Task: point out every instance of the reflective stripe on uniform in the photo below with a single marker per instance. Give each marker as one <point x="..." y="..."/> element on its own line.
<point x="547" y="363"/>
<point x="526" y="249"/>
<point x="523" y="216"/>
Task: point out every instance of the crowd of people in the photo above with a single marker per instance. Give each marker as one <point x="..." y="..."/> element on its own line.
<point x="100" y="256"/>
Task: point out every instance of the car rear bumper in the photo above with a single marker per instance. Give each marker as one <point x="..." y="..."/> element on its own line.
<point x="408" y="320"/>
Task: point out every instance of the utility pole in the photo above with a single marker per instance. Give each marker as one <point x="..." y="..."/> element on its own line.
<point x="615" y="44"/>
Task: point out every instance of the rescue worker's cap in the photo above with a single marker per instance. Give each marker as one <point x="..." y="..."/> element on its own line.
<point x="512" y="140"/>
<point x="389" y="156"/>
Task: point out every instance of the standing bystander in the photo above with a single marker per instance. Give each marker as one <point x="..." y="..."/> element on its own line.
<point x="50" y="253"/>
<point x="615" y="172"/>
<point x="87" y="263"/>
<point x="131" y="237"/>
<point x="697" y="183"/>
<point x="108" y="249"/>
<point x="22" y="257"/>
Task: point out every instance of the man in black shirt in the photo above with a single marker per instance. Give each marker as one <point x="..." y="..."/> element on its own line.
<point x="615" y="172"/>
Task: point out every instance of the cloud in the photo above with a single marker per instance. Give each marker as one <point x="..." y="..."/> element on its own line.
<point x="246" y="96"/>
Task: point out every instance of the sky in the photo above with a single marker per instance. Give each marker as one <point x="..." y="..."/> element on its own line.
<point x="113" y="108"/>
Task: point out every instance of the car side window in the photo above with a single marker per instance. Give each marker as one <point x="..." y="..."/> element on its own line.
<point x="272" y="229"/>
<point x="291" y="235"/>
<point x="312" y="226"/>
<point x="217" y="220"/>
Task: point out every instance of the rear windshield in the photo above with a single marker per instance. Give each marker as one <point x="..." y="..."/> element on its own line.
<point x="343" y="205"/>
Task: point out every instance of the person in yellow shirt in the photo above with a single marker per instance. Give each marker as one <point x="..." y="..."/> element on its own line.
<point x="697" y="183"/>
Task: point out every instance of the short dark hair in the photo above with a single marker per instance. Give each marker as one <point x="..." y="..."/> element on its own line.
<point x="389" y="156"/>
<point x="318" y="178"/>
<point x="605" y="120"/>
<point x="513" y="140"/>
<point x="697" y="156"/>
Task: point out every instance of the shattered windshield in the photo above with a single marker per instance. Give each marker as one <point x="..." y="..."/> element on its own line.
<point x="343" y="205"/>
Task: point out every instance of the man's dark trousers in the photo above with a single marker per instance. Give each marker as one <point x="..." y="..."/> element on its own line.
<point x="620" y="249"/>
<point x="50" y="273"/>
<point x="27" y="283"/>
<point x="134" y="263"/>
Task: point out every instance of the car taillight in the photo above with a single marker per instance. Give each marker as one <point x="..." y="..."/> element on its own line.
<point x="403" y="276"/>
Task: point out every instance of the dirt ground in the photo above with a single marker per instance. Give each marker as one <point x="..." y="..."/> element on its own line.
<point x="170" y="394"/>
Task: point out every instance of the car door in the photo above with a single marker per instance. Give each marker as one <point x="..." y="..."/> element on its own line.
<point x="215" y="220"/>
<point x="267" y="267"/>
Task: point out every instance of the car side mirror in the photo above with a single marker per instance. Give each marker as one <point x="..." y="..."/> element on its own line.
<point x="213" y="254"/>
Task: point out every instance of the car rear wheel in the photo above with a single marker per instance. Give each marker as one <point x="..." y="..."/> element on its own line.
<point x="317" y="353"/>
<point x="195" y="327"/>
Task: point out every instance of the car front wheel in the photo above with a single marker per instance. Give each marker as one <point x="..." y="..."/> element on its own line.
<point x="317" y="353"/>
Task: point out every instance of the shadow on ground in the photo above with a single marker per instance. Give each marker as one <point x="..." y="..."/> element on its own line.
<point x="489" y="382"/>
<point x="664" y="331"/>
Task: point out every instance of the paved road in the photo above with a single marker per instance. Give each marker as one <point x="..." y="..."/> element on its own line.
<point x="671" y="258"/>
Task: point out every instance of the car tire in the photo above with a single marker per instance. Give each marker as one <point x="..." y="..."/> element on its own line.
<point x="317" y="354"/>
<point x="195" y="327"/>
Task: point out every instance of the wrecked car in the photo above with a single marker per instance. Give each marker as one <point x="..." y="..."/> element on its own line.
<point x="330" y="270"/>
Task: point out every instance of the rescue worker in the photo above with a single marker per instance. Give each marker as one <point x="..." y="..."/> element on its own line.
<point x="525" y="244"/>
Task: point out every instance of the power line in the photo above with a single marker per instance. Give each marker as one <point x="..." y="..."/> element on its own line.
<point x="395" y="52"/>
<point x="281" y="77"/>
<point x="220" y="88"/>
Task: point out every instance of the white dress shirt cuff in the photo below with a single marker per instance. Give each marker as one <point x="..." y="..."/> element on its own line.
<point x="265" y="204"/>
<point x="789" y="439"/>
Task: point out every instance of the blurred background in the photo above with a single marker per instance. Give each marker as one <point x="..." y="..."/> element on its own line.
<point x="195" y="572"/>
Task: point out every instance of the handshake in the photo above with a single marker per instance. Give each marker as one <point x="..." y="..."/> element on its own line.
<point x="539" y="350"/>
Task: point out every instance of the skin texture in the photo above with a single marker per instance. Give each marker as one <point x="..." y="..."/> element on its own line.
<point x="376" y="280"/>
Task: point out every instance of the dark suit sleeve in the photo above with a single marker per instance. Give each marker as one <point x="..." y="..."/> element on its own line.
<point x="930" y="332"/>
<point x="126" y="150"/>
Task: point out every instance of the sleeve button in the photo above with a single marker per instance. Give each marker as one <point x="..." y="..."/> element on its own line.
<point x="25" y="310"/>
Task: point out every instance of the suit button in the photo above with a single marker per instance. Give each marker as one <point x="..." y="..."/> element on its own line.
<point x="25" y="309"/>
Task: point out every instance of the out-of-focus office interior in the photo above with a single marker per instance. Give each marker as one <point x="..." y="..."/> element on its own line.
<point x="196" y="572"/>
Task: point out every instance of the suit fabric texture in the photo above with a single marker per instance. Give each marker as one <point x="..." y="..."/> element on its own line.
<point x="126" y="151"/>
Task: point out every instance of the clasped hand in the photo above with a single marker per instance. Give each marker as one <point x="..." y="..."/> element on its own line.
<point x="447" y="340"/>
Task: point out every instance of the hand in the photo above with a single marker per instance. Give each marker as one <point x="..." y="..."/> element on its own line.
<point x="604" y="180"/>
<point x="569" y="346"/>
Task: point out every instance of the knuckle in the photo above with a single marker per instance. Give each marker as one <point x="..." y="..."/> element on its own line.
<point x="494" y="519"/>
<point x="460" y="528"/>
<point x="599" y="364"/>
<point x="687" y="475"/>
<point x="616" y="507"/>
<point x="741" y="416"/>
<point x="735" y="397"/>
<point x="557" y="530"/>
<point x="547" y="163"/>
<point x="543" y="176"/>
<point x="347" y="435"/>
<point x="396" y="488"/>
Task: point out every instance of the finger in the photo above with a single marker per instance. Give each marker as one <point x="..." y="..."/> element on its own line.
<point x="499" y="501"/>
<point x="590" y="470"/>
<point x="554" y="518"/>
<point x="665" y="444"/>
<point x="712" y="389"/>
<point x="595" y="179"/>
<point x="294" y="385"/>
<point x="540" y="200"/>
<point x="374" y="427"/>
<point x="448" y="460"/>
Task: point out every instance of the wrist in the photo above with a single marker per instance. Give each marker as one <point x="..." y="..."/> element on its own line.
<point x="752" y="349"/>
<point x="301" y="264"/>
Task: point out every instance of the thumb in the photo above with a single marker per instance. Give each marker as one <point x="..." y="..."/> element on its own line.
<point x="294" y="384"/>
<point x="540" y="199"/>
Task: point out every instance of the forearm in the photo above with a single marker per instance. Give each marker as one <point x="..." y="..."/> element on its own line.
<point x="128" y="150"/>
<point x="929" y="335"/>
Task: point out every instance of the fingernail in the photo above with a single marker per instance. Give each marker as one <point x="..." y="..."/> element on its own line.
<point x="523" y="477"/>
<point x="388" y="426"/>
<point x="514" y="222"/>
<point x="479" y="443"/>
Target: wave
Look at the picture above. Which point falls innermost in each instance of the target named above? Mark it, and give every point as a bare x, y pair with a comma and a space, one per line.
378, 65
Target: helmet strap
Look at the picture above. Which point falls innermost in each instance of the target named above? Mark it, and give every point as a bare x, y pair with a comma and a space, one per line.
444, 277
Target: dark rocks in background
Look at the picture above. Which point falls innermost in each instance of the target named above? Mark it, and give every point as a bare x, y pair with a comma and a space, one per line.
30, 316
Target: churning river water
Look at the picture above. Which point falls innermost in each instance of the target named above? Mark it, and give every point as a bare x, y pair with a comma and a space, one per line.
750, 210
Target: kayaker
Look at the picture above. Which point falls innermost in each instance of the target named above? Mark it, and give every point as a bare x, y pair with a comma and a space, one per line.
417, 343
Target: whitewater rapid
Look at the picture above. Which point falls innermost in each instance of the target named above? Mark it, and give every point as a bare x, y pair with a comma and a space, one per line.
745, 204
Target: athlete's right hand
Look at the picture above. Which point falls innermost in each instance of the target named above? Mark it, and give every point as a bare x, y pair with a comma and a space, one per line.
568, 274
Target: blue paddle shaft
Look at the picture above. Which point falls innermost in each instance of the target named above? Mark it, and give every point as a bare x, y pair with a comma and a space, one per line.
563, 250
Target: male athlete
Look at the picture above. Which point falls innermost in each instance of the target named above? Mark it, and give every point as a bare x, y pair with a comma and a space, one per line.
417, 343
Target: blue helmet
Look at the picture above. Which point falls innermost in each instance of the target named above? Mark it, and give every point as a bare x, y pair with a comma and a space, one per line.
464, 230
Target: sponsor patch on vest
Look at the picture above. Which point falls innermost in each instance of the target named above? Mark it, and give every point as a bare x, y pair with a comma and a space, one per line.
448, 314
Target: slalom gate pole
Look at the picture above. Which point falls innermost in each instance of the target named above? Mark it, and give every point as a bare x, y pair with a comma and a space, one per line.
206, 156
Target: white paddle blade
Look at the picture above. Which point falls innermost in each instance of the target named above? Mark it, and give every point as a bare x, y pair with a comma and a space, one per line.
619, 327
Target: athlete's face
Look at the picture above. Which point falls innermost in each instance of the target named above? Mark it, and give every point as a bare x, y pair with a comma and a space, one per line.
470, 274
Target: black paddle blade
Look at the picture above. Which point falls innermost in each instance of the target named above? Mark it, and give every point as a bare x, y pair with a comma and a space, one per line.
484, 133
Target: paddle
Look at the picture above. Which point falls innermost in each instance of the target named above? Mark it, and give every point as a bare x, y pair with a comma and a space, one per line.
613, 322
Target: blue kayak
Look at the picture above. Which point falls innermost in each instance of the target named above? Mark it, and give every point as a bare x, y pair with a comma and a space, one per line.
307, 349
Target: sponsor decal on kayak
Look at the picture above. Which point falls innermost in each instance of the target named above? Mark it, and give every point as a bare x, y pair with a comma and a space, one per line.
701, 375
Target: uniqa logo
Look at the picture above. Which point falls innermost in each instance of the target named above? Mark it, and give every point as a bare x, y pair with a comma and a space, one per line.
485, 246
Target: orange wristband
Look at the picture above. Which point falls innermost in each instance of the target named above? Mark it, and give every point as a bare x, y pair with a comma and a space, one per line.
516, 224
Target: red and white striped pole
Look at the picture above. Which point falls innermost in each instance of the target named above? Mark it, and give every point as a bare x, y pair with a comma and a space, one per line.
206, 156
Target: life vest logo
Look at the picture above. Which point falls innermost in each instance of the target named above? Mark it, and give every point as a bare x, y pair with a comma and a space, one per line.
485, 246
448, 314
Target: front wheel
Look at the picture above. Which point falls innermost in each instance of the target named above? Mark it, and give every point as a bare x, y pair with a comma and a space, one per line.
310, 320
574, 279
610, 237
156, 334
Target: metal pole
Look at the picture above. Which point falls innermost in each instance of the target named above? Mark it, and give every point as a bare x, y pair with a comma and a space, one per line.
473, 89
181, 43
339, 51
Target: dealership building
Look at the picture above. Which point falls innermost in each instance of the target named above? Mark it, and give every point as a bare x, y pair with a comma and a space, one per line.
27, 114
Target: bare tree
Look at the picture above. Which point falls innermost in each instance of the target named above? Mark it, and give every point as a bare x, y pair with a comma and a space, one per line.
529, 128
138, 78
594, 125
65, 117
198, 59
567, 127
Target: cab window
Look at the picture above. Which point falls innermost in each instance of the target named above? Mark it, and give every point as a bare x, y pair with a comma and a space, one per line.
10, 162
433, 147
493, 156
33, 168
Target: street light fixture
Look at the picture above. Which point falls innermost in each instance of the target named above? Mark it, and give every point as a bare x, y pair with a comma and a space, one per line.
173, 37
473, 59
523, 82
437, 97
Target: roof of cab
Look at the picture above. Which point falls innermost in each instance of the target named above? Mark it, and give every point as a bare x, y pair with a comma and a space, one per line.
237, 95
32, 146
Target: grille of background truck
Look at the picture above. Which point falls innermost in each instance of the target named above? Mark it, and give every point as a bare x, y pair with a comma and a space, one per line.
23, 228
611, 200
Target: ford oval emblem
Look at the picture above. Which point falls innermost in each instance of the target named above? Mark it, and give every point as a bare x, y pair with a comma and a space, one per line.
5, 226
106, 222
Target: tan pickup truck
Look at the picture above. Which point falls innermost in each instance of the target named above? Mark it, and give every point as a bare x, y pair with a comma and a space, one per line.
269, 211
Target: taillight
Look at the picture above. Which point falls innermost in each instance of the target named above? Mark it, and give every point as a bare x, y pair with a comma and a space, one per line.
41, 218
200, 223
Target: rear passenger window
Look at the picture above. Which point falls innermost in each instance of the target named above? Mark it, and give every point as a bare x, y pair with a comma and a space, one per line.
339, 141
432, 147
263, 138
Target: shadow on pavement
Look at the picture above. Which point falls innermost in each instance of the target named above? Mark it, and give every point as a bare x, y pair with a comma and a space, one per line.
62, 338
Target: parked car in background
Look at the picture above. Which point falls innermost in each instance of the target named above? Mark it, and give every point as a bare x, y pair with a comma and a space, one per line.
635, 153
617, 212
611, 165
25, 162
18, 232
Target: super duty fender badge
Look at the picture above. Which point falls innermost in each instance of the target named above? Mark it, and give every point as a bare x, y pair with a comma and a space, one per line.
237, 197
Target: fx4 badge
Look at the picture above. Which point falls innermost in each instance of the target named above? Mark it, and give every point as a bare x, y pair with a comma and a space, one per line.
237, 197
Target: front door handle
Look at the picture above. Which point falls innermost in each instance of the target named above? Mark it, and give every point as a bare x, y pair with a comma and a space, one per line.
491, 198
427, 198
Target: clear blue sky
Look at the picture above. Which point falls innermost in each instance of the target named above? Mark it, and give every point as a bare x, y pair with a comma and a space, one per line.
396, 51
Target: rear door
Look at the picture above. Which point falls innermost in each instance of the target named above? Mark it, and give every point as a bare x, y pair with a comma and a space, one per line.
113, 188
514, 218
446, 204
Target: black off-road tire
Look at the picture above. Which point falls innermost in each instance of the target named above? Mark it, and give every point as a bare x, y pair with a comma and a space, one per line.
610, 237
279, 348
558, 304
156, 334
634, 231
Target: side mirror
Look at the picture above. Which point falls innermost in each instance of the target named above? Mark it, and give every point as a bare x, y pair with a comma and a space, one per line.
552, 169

....

EXERCISE INSTRUCTIONS =>
Copy out exactly the lines from the line with "Target: black off-road tire" to the end of the listing, including both of those lines, and give nothing else.

OUTPUT FOR THIS EXERCISE =>
Target: black off-road tire
Look at the picture above. Which point falls innermost in each instance of the target named above? Mark it, and give every point as a bare x, y pair with a comma and a space, one per line.
610, 237
279, 348
558, 304
156, 334
634, 231
Target: side mirror
Look at the picture above. Which point falls innermost in each instance of the target named above? Mark it, and give every point as a bare x, y pair with a comma and a space, one per line.
552, 169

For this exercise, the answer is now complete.